### AUFGABENSTELLUNG
Beantworte anhand der Buchbesprechung zu „Mudbound“:
(a) In welchem Jahr folgt Laura McAllan ihrem Mann Henry auf die Farm?
(b) In welcher Einheit kämpfte Ronsel im Krieg?
(c) Was nennt die Buchbesprechung als Hauptthema des Romans?

### SEITENTEXT

--

Hillary Jordan: Mudbound – Die Tränen von Mississippi (2008/2017)

Schlamm. Überall Schlamm. Der Kampf gegen den Schlamm bestimmt das Leben der Städterin Laura McAllan, die ihrem Mann Henry 1946 widerwillig auf eine Farm ins Mississippi-Delta gefolgt ist. Kein Wasser, kein Strom – die Rolle als liebende Ehefrau auszufüllen, fällt da schwer. Ein Lichtblick ist die Heimkehr ihres Schwagers Jamie. Doch der wird von den furchtbaren Kriegserlebnissen verfolgt und ertränkt sein Trauma im Alkohol. Ebenso wie Ronsel, der Sohn der schwarzen Pächterfamilie, der an vorderster Front in einem Panzerbataillon kämpfte und lieber im Nachkriegsdeutschland geblieben wäre. Stattdessen kehrt er in seine vom Rassismus durchdrungene Heimat zurück. Zu allem Überfluss ist da noch der unausstehliche Vater von Henry und Jamie, der allen Bewohnern der Farm das Leben zur Hölle macht – und nicht nur denen.

Hillary Jordan Mudbound

Was sich zunächst nach einer Vielzahl von Personen anhört, klärt sich beim Lesen schnell. Obwohl jedes Kapitel aus Sicht einer anderen Figur erzählt, fügt sich die Geschichte verständlich und nahtlos zusammen. Ich habe das Buch förmlich verschlungen; die bedrückende Atmosphäre des Deltas ließ mich nicht los. Der Dauerregen und die Überschwemmungen haben zusammen mit den Schilderungen des entbehrungsreichen Farmlebens schnell dafür gesorgt, dass ich das idyllische Huckleberry-Finn-Panorama aus meinem Kopf verbannte und voll dankbarer Liebe auf die eigene Dusche mit Wasseranschluss schaute. Der Schreibstil aus Sicht aller Figuren ähnelt sich sehr; lediglich bei dem schwarzen Pächterpaar, den Eltern des Soldaten Ronsel, webt die Autorin hier und da eine einfachere, klare Sprache ein. Mich persönlich hat das ein klein wenig gestört, aber das ist ein grundsätzliches Problem der in meinen Augen immer gewollt wirkenden Übersetzung eines Ex-Sklaven-Slangs aus dem amerikanischen Englisch.

Eine Wolke der Hoffnungslosigkeit

Die Autorin schneidet in ihrem Roman viele schwierige Themen an, die sich zu einer Wolke der Hoffnungslosigkeit verdichten. Hauptthema von Hillary Jordans Mudbound ist der Rassismus Ende der 40er Jahre in den US-Südstaaten. Eine schier ausweglose Situation, der der Protagonist Ronsel nur durch die Flucht in den Krieg entkommen kann. Sein Ausspruch kurz nach der Heimkehr bringt seine Pein auf den Punkt:

„Wieder zu Hause, welch ein Jubel! Affe, Schwarzgesicht, Nigger. Ich hatte für mein Land gekämpft und bei meiner Rückkehr festgestellt, dass es sich kein bisschen verändert hat. […] Völlig egal, ob wir ihrem Aufruf gefolgt waren und uns in ihrem Krieg geopfert hatten. Für sie waren wir weiterhin nur Nigger. Und die schwarzen Soldaten, die gefallen waren, waren eben tote Nigger.“ S. 169

Neben Rassismus beschäftigt sich der geneigte Leser außerdem mit: Armut, Entbehrung, Patriarchat, strikten religiösen Vorstellungen, Existenzangst, Ausbeutung, Kriegstraumata, Ehebruch, Kindesmissbrauch, dem Holocaust und Gewalt. Da kommt ganz schön was zusammen. Hat die Autorin ihre Geschichte überfrachtet? – Ein klares Nein. Hier wirken die Probleme nicht künstlich aufgebauscht, vielmehr fügen sie sich harmonisch in die Handlung ein. Wie es im echten Leben auch der Fall wäre.

--

### DATENSÄTZE

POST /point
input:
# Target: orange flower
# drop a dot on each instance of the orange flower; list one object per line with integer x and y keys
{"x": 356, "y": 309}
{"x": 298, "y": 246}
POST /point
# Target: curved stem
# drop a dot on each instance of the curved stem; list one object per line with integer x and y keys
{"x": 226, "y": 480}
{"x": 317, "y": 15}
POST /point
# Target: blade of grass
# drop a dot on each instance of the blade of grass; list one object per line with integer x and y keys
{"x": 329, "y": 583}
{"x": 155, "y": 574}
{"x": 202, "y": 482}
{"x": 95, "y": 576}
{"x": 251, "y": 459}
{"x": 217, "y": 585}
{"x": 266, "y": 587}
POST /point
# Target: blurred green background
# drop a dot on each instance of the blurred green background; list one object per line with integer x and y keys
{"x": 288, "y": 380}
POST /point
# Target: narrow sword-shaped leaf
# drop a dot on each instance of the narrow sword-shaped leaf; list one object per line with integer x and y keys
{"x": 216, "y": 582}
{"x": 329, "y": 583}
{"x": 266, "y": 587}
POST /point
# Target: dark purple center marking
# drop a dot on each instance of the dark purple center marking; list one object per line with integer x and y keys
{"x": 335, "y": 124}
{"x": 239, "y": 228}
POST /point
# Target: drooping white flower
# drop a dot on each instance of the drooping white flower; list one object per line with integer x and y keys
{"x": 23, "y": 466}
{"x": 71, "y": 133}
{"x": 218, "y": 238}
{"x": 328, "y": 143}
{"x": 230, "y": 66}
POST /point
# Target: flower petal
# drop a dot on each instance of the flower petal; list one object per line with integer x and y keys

--

### VOLLSTÄNDIGE ANTWORT
(a) 1946.
(b) In einem Panzerbataillon an vorderster Front.
(c) Den Rassismus Ende der 40er Jahre in den US-Südstaaten.